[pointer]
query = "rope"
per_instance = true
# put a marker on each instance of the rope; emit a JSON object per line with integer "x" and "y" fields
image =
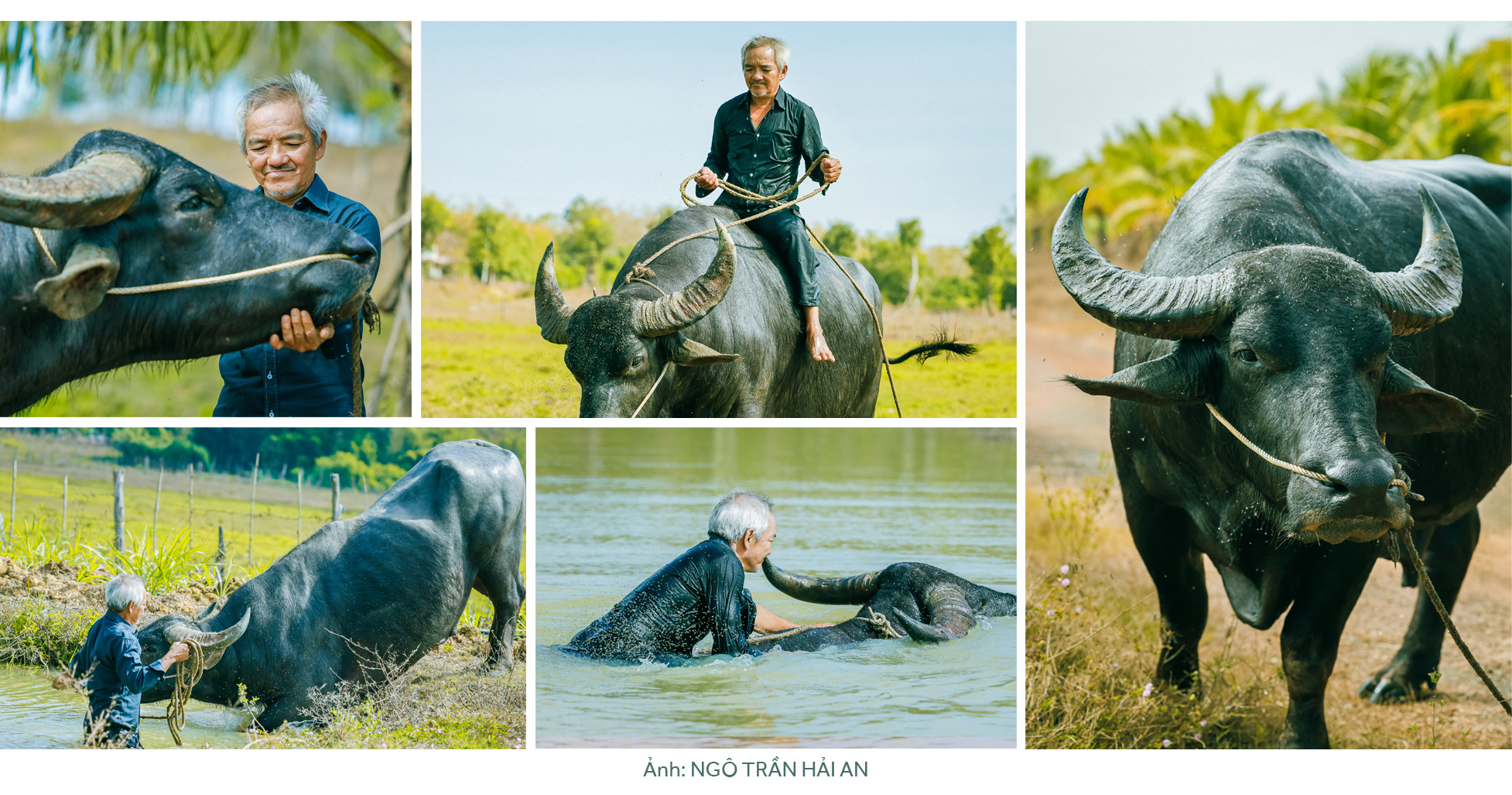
{"x": 226, "y": 277}
{"x": 188, "y": 676}
{"x": 1404, "y": 537}
{"x": 1432, "y": 595}
{"x": 741, "y": 192}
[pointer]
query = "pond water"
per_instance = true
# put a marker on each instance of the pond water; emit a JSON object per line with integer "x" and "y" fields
{"x": 33, "y": 715}
{"x": 614, "y": 505}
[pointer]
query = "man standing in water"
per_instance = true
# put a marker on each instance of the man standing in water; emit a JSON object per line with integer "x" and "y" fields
{"x": 111, "y": 668}
{"x": 758, "y": 142}
{"x": 282, "y": 125}
{"x": 700, "y": 593}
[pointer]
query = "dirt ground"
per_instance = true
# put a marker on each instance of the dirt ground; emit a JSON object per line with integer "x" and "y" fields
{"x": 1068, "y": 437}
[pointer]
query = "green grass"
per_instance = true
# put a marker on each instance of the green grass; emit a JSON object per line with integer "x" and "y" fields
{"x": 494, "y": 369}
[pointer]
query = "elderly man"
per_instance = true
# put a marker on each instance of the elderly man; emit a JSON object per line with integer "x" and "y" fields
{"x": 758, "y": 141}
{"x": 282, "y": 126}
{"x": 111, "y": 668}
{"x": 702, "y": 591}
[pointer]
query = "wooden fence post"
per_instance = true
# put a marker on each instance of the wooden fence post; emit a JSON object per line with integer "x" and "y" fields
{"x": 251, "y": 514}
{"x": 120, "y": 509}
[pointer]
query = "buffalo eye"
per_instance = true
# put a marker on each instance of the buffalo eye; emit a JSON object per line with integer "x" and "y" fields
{"x": 193, "y": 204}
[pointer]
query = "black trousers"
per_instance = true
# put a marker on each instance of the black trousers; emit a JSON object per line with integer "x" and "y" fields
{"x": 787, "y": 231}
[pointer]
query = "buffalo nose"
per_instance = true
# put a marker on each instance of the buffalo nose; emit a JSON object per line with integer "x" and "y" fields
{"x": 1363, "y": 478}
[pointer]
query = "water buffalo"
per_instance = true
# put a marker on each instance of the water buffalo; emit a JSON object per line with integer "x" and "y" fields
{"x": 391, "y": 582}
{"x": 929, "y": 604}
{"x": 1345, "y": 317}
{"x": 120, "y": 211}
{"x": 732, "y": 333}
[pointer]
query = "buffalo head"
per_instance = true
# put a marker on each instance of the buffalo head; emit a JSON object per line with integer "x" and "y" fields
{"x": 617, "y": 344}
{"x": 129, "y": 212}
{"x": 169, "y": 629}
{"x": 1291, "y": 342}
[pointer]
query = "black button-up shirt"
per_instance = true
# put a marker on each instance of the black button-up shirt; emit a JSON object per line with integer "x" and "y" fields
{"x": 762, "y": 159}
{"x": 111, "y": 670}
{"x": 263, "y": 381}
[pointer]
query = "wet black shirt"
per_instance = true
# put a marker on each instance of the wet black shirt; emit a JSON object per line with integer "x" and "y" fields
{"x": 762, "y": 159}
{"x": 702, "y": 591}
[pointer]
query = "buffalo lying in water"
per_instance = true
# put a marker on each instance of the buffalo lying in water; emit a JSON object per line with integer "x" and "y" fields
{"x": 120, "y": 211}
{"x": 389, "y": 584}
{"x": 915, "y": 601}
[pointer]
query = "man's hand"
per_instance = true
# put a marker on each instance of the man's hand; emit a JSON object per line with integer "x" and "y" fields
{"x": 830, "y": 170}
{"x": 176, "y": 653}
{"x": 299, "y": 333}
{"x": 710, "y": 180}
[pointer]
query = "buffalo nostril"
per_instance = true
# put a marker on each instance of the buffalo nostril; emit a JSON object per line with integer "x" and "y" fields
{"x": 1361, "y": 477}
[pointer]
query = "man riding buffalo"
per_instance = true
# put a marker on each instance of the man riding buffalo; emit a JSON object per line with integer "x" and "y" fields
{"x": 758, "y": 141}
{"x": 702, "y": 591}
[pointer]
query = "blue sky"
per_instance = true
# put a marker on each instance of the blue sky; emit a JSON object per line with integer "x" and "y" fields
{"x": 534, "y": 114}
{"x": 1086, "y": 79}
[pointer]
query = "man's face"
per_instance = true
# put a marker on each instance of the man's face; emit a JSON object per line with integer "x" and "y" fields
{"x": 754, "y": 552}
{"x": 762, "y": 74}
{"x": 280, "y": 152}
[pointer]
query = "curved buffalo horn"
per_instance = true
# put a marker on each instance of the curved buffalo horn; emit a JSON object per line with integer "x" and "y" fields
{"x": 1163, "y": 307}
{"x": 210, "y": 639}
{"x": 1428, "y": 290}
{"x": 690, "y": 304}
{"x": 94, "y": 190}
{"x": 949, "y": 611}
{"x": 853, "y": 590}
{"x": 551, "y": 309}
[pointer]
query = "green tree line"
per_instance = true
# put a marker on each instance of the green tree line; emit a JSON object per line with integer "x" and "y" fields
{"x": 1390, "y": 105}
{"x": 594, "y": 239}
{"x": 380, "y": 455}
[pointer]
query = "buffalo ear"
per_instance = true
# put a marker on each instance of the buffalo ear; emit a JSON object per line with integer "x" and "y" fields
{"x": 693, "y": 354}
{"x": 80, "y": 287}
{"x": 1172, "y": 380}
{"x": 1408, "y": 406}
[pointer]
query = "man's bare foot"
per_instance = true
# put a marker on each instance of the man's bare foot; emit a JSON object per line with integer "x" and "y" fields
{"x": 819, "y": 348}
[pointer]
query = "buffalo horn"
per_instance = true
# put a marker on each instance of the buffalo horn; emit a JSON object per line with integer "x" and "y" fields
{"x": 1161, "y": 307}
{"x": 1428, "y": 290}
{"x": 949, "y": 612}
{"x": 551, "y": 309}
{"x": 94, "y": 190}
{"x": 853, "y": 590}
{"x": 690, "y": 304}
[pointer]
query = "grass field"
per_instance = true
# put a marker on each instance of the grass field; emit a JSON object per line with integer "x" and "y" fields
{"x": 484, "y": 357}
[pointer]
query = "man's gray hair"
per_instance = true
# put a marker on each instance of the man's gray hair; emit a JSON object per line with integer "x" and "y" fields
{"x": 296, "y": 88}
{"x": 779, "y": 49}
{"x": 737, "y": 512}
{"x": 125, "y": 590}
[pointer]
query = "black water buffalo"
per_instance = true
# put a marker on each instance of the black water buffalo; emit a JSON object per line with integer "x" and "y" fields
{"x": 120, "y": 211}
{"x": 732, "y": 334}
{"x": 1345, "y": 317}
{"x": 388, "y": 584}
{"x": 917, "y": 601}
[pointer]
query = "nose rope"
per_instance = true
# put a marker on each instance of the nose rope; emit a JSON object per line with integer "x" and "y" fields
{"x": 1404, "y": 537}
{"x": 1402, "y": 481}
{"x": 224, "y": 277}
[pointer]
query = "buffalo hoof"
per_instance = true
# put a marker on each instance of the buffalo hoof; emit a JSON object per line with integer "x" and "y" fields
{"x": 1393, "y": 685}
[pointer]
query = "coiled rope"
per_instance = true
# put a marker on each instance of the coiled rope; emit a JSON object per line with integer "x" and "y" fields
{"x": 744, "y": 194}
{"x": 1402, "y": 536}
{"x": 188, "y": 676}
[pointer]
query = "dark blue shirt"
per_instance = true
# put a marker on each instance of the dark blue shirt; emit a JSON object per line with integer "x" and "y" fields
{"x": 111, "y": 670}
{"x": 263, "y": 381}
{"x": 762, "y": 159}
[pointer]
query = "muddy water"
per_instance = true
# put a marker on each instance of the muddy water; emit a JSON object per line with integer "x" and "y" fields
{"x": 613, "y": 505}
{"x": 33, "y": 715}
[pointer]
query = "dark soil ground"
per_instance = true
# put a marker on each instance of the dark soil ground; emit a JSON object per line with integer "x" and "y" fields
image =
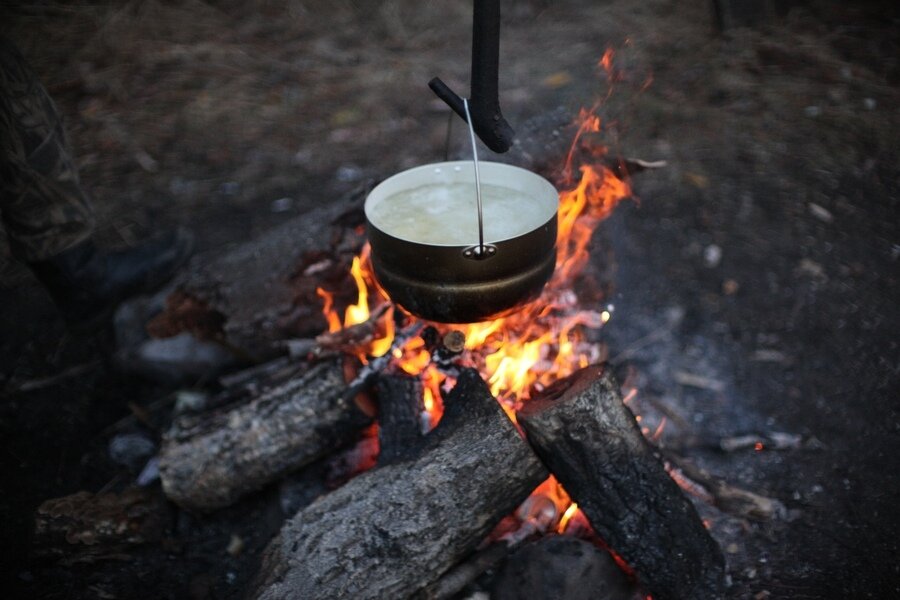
{"x": 756, "y": 278}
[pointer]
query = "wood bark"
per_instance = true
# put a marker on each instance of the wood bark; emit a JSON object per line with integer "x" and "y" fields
{"x": 252, "y": 289}
{"x": 399, "y": 417}
{"x": 590, "y": 440}
{"x": 211, "y": 460}
{"x": 395, "y": 529}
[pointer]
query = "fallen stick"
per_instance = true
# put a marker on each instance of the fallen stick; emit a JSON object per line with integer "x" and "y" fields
{"x": 211, "y": 460}
{"x": 394, "y": 530}
{"x": 590, "y": 440}
{"x": 730, "y": 499}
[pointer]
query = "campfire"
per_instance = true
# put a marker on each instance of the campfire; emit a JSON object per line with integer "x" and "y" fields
{"x": 483, "y": 434}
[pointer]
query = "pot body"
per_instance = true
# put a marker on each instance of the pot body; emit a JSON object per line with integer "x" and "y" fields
{"x": 436, "y": 281}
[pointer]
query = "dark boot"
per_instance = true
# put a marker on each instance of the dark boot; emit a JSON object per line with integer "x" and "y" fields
{"x": 86, "y": 283}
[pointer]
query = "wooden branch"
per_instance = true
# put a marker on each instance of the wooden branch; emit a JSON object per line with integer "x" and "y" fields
{"x": 589, "y": 439}
{"x": 210, "y": 461}
{"x": 728, "y": 498}
{"x": 399, "y": 417}
{"x": 394, "y": 530}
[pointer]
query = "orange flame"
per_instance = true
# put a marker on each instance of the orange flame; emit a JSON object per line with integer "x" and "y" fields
{"x": 542, "y": 342}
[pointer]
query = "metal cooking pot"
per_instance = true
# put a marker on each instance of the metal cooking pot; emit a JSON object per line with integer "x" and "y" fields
{"x": 465, "y": 283}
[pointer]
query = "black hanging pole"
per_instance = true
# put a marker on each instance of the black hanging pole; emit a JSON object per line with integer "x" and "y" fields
{"x": 484, "y": 101}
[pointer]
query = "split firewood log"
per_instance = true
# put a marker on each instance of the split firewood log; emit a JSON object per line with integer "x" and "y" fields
{"x": 210, "y": 460}
{"x": 589, "y": 439}
{"x": 395, "y": 529}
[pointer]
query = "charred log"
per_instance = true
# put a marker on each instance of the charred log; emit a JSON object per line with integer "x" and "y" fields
{"x": 561, "y": 567}
{"x": 210, "y": 460}
{"x": 399, "y": 417}
{"x": 589, "y": 439}
{"x": 395, "y": 529}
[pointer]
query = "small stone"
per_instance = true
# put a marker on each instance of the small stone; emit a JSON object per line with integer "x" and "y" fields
{"x": 131, "y": 449}
{"x": 281, "y": 205}
{"x": 730, "y": 287}
{"x": 820, "y": 212}
{"x": 712, "y": 255}
{"x": 235, "y": 545}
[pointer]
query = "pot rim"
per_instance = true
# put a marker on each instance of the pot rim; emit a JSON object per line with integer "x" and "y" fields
{"x": 492, "y": 173}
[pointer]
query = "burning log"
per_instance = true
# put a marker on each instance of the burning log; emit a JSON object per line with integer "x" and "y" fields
{"x": 211, "y": 460}
{"x": 400, "y": 411}
{"x": 588, "y": 438}
{"x": 393, "y": 530}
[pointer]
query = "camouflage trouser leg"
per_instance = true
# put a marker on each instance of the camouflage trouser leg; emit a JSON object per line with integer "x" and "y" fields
{"x": 42, "y": 205}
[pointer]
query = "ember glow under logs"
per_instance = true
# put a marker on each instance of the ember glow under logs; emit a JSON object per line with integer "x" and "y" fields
{"x": 422, "y": 226}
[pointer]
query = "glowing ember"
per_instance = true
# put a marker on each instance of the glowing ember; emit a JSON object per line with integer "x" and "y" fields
{"x": 544, "y": 341}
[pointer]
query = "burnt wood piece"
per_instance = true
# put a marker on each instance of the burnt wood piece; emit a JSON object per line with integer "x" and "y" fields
{"x": 252, "y": 288}
{"x": 590, "y": 440}
{"x": 394, "y": 530}
{"x": 561, "y": 567}
{"x": 211, "y": 460}
{"x": 399, "y": 417}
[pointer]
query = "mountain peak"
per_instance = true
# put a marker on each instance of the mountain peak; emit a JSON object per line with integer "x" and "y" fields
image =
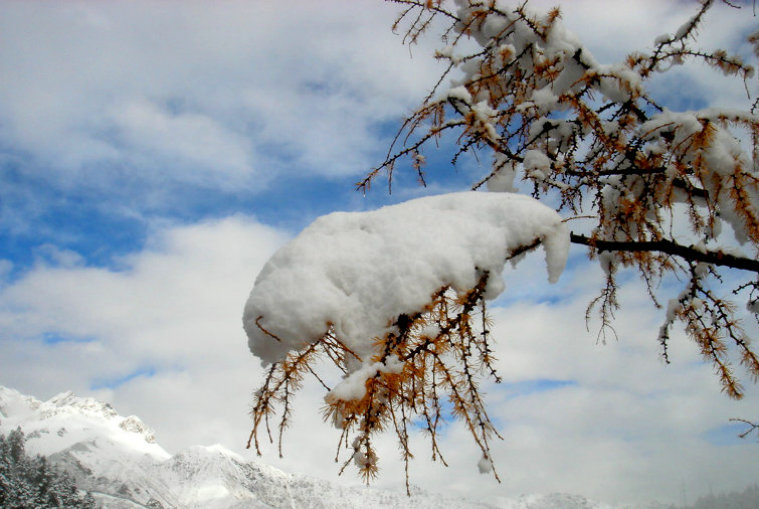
{"x": 118, "y": 460}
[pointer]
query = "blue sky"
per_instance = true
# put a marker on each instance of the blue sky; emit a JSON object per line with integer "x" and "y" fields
{"x": 153, "y": 155}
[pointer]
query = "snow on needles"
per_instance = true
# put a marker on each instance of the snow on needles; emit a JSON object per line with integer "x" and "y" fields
{"x": 359, "y": 271}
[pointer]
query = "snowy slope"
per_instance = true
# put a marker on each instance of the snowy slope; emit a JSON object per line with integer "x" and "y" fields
{"x": 118, "y": 460}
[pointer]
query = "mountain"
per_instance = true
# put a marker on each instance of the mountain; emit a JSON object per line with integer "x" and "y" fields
{"x": 117, "y": 459}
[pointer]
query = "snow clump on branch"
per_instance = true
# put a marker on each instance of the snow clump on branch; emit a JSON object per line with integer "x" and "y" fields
{"x": 359, "y": 271}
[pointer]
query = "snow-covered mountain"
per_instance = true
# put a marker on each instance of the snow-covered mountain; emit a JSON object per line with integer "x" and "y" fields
{"x": 118, "y": 460}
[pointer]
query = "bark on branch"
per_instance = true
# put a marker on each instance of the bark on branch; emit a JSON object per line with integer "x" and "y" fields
{"x": 670, "y": 247}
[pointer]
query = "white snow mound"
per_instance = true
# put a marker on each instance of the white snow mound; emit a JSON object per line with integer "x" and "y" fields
{"x": 359, "y": 271}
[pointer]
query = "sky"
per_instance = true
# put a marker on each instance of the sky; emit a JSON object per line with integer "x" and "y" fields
{"x": 154, "y": 154}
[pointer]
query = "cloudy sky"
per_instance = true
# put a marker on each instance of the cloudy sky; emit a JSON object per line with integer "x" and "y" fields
{"x": 154, "y": 154}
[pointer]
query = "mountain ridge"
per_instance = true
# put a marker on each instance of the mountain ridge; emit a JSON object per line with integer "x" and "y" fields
{"x": 119, "y": 461}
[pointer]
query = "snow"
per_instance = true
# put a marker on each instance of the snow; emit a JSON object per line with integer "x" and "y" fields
{"x": 359, "y": 271}
{"x": 211, "y": 477}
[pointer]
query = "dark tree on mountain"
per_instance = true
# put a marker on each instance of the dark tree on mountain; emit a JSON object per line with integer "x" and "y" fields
{"x": 671, "y": 194}
{"x": 32, "y": 483}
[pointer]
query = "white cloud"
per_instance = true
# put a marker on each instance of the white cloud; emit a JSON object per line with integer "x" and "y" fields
{"x": 246, "y": 88}
{"x": 263, "y": 84}
{"x": 623, "y": 427}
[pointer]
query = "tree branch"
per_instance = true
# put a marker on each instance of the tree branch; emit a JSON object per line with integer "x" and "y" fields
{"x": 670, "y": 247}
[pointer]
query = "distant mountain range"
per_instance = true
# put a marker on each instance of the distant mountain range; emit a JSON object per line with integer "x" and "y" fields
{"x": 117, "y": 459}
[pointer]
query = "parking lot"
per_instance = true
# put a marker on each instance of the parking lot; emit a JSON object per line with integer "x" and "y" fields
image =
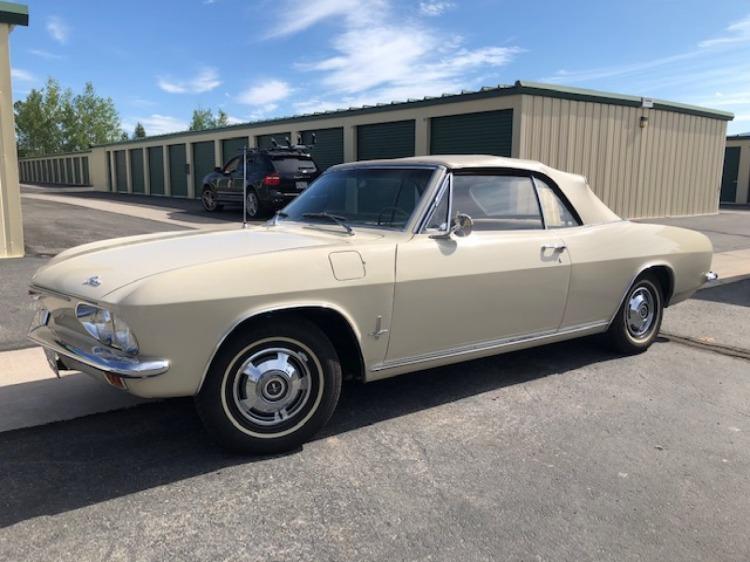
{"x": 562, "y": 452}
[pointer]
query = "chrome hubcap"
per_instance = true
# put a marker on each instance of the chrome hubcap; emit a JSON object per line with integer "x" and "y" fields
{"x": 640, "y": 312}
{"x": 273, "y": 385}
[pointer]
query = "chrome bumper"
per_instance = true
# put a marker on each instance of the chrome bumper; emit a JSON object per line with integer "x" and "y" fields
{"x": 710, "y": 276}
{"x": 96, "y": 359}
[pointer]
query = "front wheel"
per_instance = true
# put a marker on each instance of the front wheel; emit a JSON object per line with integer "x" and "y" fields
{"x": 271, "y": 388}
{"x": 638, "y": 320}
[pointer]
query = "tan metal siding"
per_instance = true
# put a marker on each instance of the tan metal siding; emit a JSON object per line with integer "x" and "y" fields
{"x": 670, "y": 167}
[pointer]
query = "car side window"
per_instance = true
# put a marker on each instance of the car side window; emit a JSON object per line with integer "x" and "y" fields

YOUR GOAL: State how many lines in the listing above contain the word "nostril", with case counting, and give only the number.

OUTPUT OF THE EXERCISE: 2